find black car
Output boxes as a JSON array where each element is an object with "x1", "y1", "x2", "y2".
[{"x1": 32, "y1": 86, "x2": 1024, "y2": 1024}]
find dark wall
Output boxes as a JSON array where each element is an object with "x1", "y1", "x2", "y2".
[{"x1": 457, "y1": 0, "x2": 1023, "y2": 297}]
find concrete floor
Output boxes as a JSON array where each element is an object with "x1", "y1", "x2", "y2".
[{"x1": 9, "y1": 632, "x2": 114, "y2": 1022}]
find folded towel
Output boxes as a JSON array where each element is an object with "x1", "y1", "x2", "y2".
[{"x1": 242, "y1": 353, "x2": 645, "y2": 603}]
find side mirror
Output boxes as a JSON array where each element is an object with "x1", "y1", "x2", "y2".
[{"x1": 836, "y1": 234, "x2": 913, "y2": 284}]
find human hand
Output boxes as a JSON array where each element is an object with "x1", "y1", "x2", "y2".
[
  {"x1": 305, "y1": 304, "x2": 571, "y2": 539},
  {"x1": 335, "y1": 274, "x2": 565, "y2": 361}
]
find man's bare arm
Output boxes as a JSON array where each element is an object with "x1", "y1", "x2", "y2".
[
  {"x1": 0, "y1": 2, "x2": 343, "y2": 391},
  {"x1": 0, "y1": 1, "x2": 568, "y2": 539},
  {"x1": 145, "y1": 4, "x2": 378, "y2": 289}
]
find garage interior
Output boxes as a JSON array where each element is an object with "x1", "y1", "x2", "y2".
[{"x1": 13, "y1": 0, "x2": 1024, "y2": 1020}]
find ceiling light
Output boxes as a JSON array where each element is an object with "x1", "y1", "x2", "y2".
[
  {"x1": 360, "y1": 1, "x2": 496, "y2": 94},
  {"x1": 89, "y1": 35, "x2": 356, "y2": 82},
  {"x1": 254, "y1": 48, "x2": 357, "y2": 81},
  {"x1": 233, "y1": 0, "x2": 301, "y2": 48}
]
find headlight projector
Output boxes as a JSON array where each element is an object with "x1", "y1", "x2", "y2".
________________________
WHAT THE TASK ASKS: Every word in the records must appear in your copy exactly as it does above.

EXERCISE RESPONSE:
find black car
Output boxes as a JSON array where each element is an object with "x1", "y1", "x2", "y2".
[{"x1": 32, "y1": 86, "x2": 1024, "y2": 1024}]
find dark wall
Output boxes as a JSON array where each element is an object with "x1", "y1", "x2", "y2".
[{"x1": 457, "y1": 0, "x2": 1023, "y2": 297}]
find concrete floor
Output boxes as a JSON array where each element is an object with "x1", "y1", "x2", "y2".
[{"x1": 9, "y1": 632, "x2": 114, "y2": 1022}]
find folded towel
Output boxes as a JSON array where each element is an object with "x1", "y1", "x2", "y2".
[{"x1": 242, "y1": 353, "x2": 645, "y2": 603}]
find side mirror
Output boxes as a JSON array where each element is an object with "x1", "y1", "x2", "y2".
[{"x1": 836, "y1": 234, "x2": 913, "y2": 284}]
find human hand
Output boxes as a JSON array where each element is an object with "x1", "y1", "x2", "y2".
[
  {"x1": 305, "y1": 304, "x2": 571, "y2": 539},
  {"x1": 335, "y1": 274, "x2": 565, "y2": 361}
]
find man's bare arm
Output boxes as a JSON array where each element is an object with "x1", "y1", "x2", "y2".
[
  {"x1": 0, "y1": 2, "x2": 343, "y2": 391},
  {"x1": 0, "y1": 1, "x2": 568, "y2": 539},
  {"x1": 145, "y1": 4, "x2": 378, "y2": 289}
]
find garage interior
Output boxes as a JSON array where each element is an object with "x1", "y1", "x2", "y2".
[{"x1": 13, "y1": 0, "x2": 1024, "y2": 1020}]
find ceiling light
Output boxes as a JSON array where each element is an object with "x1", "y1", "x2", "y2".
[
  {"x1": 360, "y1": 1, "x2": 496, "y2": 94},
  {"x1": 89, "y1": 35, "x2": 356, "y2": 82},
  {"x1": 254, "y1": 48, "x2": 357, "y2": 81},
  {"x1": 233, "y1": 0, "x2": 301, "y2": 48}
]
find headlight projector
Output boxes as a JSON array where each element is an object with "x1", "y1", "x2", "y2".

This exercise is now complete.